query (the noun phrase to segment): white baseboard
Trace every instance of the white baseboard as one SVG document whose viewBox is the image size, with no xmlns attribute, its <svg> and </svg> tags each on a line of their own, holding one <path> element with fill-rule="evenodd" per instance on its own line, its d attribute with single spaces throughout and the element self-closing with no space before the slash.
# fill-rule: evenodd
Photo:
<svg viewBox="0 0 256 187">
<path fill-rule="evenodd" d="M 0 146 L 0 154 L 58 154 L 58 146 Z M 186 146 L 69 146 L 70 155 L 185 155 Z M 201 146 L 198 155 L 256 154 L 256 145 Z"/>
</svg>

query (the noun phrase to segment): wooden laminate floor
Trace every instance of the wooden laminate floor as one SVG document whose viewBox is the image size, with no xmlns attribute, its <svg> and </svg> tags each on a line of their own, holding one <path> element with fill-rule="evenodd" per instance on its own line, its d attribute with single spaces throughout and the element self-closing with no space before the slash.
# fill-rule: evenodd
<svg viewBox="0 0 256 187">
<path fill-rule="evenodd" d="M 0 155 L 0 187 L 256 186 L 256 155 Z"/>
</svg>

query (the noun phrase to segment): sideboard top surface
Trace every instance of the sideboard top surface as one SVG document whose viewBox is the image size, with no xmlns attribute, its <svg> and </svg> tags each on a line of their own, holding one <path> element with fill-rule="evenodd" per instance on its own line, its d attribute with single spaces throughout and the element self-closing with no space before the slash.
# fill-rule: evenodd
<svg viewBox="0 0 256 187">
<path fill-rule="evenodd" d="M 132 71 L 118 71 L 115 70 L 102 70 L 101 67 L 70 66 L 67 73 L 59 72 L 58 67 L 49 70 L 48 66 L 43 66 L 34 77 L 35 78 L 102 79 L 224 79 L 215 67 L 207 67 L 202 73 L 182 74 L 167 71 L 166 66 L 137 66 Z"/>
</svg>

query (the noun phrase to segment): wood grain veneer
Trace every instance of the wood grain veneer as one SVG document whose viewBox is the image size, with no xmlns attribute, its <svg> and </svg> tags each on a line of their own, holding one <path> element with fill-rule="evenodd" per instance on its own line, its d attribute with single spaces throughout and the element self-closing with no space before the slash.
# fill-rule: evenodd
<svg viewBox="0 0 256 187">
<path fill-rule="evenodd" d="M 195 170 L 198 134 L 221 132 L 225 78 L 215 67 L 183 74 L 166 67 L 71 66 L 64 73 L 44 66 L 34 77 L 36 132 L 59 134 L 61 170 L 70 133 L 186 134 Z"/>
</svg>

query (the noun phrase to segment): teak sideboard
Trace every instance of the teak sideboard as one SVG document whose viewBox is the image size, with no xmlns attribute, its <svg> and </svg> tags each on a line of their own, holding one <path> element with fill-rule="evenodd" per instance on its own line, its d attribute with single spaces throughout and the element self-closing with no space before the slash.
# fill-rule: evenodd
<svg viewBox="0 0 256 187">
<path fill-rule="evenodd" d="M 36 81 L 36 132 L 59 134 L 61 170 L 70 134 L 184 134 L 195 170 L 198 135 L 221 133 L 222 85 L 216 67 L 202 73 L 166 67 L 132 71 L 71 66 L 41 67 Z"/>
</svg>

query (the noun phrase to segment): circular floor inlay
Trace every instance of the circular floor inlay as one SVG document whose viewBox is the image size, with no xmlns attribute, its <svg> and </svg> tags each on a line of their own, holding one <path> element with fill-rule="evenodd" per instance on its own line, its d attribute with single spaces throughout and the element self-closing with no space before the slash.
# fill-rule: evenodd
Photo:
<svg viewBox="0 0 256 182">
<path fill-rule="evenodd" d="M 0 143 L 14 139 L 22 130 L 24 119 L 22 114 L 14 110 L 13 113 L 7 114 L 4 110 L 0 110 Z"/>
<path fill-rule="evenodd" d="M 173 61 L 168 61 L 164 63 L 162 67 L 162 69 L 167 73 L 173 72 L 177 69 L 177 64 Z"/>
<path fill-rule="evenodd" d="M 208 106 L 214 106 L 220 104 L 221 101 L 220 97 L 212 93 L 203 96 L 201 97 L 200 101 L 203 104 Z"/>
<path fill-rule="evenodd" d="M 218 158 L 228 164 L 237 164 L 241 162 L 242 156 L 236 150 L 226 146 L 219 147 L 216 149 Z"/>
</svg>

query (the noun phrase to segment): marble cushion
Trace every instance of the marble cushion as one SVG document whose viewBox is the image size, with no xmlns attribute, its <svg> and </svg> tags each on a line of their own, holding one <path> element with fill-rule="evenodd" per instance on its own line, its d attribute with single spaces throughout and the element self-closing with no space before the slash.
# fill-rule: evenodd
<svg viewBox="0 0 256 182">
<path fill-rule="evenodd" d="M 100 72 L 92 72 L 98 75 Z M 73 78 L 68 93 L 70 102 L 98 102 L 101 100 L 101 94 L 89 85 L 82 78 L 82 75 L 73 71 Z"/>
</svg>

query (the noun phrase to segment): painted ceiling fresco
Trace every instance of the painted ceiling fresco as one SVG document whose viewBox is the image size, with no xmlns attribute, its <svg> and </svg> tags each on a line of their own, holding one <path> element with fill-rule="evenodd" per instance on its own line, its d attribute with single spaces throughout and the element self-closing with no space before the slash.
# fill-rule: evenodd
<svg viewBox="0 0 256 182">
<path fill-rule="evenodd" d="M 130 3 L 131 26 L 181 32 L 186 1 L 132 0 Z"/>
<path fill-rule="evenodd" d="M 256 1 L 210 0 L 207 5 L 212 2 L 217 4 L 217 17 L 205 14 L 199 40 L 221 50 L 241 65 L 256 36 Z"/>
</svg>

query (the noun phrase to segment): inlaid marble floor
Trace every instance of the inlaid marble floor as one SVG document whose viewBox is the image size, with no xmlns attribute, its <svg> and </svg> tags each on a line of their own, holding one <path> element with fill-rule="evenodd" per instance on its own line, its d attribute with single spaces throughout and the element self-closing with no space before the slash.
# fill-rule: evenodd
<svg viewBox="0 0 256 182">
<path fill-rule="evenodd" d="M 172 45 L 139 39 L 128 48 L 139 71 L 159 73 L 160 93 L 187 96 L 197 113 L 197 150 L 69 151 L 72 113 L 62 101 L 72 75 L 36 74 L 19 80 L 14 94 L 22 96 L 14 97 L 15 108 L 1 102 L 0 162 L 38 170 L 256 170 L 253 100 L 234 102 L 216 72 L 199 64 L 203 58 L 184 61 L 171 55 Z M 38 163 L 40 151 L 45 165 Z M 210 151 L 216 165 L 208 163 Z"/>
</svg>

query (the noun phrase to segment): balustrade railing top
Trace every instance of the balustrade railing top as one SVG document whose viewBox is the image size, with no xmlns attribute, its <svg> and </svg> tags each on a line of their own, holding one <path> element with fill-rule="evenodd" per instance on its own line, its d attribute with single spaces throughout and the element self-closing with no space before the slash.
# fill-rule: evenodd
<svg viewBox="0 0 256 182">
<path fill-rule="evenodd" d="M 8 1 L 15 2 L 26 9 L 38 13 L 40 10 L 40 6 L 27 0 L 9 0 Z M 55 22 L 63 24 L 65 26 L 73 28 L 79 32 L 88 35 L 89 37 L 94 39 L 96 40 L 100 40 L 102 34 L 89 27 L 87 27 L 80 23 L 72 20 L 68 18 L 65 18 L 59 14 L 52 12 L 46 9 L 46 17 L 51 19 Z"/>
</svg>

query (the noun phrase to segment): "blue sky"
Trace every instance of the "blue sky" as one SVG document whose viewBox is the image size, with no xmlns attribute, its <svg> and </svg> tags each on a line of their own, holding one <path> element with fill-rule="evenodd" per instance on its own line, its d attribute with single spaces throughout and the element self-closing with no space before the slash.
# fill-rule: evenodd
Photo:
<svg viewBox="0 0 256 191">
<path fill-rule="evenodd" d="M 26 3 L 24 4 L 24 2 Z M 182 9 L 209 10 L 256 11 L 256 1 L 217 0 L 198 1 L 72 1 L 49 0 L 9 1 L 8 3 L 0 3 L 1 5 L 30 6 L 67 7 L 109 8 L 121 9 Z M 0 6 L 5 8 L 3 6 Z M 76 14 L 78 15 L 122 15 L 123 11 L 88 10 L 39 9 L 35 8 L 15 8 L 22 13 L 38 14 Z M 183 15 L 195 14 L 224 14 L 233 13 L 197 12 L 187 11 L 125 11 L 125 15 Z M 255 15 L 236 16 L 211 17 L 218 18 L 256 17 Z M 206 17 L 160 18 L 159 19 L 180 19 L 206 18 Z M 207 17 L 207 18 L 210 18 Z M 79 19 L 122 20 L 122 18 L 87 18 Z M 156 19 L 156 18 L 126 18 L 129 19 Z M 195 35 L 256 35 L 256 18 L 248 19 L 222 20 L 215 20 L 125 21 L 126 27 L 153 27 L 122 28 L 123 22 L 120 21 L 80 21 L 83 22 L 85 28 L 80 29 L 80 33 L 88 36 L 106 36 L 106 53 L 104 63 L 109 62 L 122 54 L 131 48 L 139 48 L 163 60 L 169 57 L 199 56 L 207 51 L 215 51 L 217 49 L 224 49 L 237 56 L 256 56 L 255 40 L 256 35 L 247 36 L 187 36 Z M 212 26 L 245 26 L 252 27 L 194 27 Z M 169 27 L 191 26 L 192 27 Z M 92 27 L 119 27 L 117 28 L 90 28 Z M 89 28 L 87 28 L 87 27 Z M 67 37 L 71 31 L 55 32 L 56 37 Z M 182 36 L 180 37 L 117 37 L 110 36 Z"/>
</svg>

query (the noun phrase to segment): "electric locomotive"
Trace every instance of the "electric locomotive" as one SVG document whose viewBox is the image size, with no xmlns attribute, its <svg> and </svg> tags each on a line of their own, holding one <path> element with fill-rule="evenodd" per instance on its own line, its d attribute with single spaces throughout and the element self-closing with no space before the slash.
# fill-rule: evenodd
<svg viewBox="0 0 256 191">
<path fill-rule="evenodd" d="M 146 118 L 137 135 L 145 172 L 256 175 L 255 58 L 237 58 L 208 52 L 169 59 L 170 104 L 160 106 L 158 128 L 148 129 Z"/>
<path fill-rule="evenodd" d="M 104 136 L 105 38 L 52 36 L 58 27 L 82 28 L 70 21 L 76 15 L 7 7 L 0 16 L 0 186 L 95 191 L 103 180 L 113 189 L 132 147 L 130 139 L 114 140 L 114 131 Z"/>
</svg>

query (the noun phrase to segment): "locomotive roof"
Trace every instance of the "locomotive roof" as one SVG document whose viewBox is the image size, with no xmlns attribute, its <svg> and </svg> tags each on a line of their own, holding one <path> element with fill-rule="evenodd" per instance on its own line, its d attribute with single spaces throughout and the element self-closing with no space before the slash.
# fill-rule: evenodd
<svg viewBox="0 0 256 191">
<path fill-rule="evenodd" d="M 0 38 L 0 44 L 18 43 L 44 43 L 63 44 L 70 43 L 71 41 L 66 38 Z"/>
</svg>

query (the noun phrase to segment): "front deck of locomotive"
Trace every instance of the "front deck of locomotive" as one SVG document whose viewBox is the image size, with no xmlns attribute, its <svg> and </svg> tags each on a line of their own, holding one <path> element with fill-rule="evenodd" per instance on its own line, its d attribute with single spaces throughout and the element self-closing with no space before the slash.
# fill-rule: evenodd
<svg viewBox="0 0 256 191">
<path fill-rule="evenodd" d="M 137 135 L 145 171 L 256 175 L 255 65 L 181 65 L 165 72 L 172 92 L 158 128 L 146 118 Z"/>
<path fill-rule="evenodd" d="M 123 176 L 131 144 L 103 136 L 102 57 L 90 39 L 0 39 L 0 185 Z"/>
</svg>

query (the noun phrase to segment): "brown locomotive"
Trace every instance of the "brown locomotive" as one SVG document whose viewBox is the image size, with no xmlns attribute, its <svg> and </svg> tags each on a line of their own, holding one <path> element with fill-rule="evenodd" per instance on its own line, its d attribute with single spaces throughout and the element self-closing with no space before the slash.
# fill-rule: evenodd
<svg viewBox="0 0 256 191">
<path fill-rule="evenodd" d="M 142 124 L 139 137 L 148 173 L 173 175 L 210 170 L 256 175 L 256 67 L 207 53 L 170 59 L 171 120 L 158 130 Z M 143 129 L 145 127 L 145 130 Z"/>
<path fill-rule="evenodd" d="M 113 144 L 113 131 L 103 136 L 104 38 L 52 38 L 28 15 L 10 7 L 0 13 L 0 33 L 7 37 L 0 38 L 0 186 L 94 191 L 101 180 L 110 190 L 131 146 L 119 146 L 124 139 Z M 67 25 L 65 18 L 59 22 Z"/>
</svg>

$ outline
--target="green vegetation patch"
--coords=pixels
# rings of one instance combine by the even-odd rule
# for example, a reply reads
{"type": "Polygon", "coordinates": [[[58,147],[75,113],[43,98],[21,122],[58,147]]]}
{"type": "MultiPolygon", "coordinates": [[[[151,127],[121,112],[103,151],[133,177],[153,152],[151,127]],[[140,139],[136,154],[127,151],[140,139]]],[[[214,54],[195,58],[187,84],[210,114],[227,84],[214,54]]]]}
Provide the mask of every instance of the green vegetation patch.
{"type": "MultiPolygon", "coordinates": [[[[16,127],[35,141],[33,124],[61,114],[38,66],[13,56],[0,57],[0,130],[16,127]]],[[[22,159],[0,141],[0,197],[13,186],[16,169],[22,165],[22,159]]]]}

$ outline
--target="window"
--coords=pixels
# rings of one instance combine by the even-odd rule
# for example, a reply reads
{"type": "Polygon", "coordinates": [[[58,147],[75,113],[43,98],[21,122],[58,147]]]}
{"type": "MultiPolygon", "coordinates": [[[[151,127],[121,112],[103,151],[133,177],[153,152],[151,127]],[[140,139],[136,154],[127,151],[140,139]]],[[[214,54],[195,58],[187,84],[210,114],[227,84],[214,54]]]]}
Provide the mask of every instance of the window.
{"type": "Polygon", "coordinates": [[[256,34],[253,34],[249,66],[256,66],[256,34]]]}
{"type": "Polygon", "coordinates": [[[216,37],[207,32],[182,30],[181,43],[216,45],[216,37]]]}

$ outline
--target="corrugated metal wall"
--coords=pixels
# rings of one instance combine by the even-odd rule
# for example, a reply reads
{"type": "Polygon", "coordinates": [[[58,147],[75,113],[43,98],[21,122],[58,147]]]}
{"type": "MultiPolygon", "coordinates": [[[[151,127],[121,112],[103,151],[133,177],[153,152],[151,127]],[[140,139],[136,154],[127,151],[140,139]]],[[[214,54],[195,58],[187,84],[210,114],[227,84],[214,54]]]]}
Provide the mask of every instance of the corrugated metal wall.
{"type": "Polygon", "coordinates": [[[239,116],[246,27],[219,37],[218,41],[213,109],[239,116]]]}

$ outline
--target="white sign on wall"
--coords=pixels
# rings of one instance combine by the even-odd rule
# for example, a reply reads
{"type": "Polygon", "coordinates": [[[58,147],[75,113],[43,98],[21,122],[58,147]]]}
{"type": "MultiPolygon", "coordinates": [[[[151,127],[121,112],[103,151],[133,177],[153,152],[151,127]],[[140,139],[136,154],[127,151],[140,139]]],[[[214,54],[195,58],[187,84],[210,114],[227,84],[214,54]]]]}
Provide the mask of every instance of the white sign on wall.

====

#### TASK BRIEF
From the data above, pull out every line that contains the string "patch", matching case exactly.

#### THE RESULT
--target="green vegetation patch"
Provide the mask of every instance of the green vegetation patch.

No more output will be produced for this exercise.